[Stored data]
- Opening Delimiter -

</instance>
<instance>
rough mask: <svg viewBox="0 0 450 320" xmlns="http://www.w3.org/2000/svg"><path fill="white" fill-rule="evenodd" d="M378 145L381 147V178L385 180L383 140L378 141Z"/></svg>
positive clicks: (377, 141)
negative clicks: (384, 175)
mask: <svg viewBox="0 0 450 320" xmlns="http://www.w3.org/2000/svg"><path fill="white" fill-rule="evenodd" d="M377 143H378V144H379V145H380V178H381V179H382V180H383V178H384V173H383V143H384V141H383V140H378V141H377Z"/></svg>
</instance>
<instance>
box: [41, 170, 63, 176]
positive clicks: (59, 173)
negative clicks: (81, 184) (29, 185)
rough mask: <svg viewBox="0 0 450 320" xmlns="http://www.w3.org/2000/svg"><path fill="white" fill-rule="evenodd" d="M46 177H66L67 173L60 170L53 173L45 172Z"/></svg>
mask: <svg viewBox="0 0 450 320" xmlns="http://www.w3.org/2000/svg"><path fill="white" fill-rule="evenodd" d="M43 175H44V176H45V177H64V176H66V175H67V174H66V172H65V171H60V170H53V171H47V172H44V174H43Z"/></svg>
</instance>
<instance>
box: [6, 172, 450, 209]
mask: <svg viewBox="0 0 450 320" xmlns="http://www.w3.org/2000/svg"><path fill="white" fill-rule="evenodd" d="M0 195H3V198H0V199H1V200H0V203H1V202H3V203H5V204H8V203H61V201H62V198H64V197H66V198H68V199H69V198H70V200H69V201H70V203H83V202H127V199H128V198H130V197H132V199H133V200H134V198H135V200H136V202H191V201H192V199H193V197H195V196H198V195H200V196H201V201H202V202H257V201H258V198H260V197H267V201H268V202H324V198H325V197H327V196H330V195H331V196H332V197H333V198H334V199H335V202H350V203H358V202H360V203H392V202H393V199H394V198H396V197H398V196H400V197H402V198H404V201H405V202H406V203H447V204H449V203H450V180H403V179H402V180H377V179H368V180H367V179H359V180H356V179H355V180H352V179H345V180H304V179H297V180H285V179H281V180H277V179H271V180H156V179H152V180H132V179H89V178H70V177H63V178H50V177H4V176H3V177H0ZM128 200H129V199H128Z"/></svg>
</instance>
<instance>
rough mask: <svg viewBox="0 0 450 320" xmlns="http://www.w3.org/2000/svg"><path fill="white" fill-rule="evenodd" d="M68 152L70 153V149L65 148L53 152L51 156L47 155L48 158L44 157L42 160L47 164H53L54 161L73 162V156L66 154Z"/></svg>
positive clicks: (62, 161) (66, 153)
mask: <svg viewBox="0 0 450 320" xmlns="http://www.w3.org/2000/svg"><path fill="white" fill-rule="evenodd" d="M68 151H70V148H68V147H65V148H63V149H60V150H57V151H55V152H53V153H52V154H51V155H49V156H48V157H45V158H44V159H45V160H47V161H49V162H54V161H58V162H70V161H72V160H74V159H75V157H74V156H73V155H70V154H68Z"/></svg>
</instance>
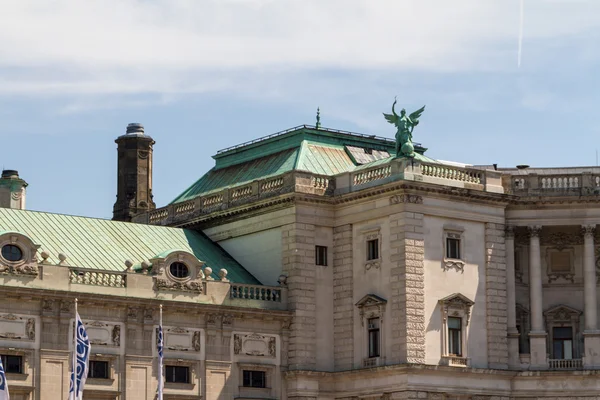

- Closing Delimiter -

How many lines in the material above contain the string "clicks", with case counting? Reply with the number only.

> _Solution below_
5